Water, Butylene Glycol, Glycerin, Dimethicone, Methyl Gluceth-20, Isononyl Isononanoate, Octyldodecanol, Cetyl Alcohol, PEG-100 Stearate, Glyceryl Stearate, Polyacrylamide, Stearic acid, Phenoxyethanol, Palmitic Acid, Ellagic Acid, Sucrose Dilaurate, C13-14 Isoparaffin, Capryloyl Salicylic Acid, Laureth-7, PPG-5-Ceteth-20, 2-Olemido-1,3-Octadecanediol, Xanthan Gum, Polysorbate 20, Tetrasodium EDTA, Vitreoscilla Ferment, Pisum Sativum Extract, Terminalia Sericea Extract, Caprylyl Glycol, Sodium Hydroxide, Palmaria Palmata Extract, Hydrolyzed Prunus Domestica, p-Anisic Acid, Benzyl Salicylate, Linalool, Limonene, Butylphenyl Methylpropional, Triticum Vulgare Germ Extract, Fragrance
Biotherm is one of the many companies owned by L'Oreal USA, and has a vast array of products, with many redundancies. It was founded in 1952 by a French biologist who discovered, as the story goes, a mineral-rich element in mountain spring water. Flash-forward to a slick lab where white-coated scientists supposedly figured out a way to capture this element (called vitreoscilla ferment) in its active form, and that's essentially the story behind Biotherm, now sold in 70 countries. The company announced in 2007 that Biotherm would not be sold in any U.S. or Canadian department stores anymore yet would be sold online. But as of 2009, it seems the company changed plans, at least in terms of its Canadian distribution. The brand is sold in most Canadian department stores as well as Shoppers Drug Mart.
Biotherm's claims are wrapped around the effect their special ingredient (vitreoscilla ferment) has on skin, and how it helps skin reactivate its own natural biological processes. We weren't even partway through reviewing these products before noticing the products are far from unique or specially formulated. A major reason for that is the inclusion of problematic ingredients in many products, notably alcohol, lots of fragrance, and menthol derivatives.
But is there anything to Biotherm's fervent belief in and pervasive use of vitreoscilla ferment? This gram-negative bacteria can help cells utilize oxygen better in vitro (Source: Journal of Biotechnology, January 2001, pages 57–66). But whether that effect can be translated to benefit skin cells via a cosmetic formulation is unknown, and there are no studies supporting the use of this ingredient for skin care. Therefore, you're left to take Biotherm's word for it, even though they don't bother to explain why they avoided so many well-researched antioxidants, or use minuscule amounts of intriguing ingredients that in greater amounts can positively affect skin's structure and healthy functioning. Plus you have to wonder, if this is such a great ingredient for skin, why don't the other L'Oreal companies such as Lancome, Kiehl's, La Roche-Posay, or even L'Oreal use it?

▶ [Saved entries]
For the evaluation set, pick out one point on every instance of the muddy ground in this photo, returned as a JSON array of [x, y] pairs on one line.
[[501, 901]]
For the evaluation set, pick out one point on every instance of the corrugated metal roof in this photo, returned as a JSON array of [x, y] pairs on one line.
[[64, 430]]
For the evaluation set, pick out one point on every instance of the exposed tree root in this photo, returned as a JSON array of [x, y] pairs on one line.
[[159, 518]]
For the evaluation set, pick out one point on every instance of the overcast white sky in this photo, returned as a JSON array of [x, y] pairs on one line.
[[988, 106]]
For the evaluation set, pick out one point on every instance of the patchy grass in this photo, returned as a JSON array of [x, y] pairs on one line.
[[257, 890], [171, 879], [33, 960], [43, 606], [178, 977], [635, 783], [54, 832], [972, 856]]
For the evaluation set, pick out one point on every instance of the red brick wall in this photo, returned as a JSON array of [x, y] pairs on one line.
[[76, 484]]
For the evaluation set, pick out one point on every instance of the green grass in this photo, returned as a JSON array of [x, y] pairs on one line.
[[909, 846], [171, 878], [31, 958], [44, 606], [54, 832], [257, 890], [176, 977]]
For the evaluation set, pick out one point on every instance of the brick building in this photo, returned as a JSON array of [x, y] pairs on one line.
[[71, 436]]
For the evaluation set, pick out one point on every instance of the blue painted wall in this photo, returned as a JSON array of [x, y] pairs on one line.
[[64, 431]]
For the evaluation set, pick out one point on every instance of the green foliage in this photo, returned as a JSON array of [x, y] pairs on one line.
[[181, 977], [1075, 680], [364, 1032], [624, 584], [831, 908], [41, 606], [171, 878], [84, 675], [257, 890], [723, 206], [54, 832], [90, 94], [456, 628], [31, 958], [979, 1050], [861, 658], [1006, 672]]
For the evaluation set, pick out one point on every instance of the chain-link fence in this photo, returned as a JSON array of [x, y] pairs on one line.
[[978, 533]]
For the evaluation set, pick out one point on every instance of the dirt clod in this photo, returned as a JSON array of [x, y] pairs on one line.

▶ [What is being asked]
Carry the Biotherm review forward from its last sentence, in the same voice.

▶ [Result]
Biotherm is also big on minerals, specifically the gluconate forms of magnesium, copper, and zinc. All of these have some research indicating their merit for skin, but mostly in terms of wound healing or being mildly antibacterial. That's not the way they're showcased in Biotherm's products, of course, because anti-wrinkle and anti-aging claims are what sell products. Although they link minerals with anti-aging prowess, a wrinkle is not a wound. Moreover, the tiny amounts of these minerals found throughout the Biotherm lineup only nullifies their already limited effectiveness as part of a comprehensive skin-care routine. There are some gems to be found in this line, but proceed with caution because most of it is downright boring or just plain bad for your skin.
Note: Biotherm is categorized as a brand that tests on animals because its products are sold in China. Although Biotherm does not conduct animal testing for their products sold elsewhere, the Chinese government requires imported cosmetics be tested on animals, so foreign companies retailing there must comply. This requirement is why some brands state that they don’t test on animals “unless required by law." Animal rights organizations consider cosmetic companies retailed in China to be brands that test on animals, and so does the Paula’s Choice Research Team.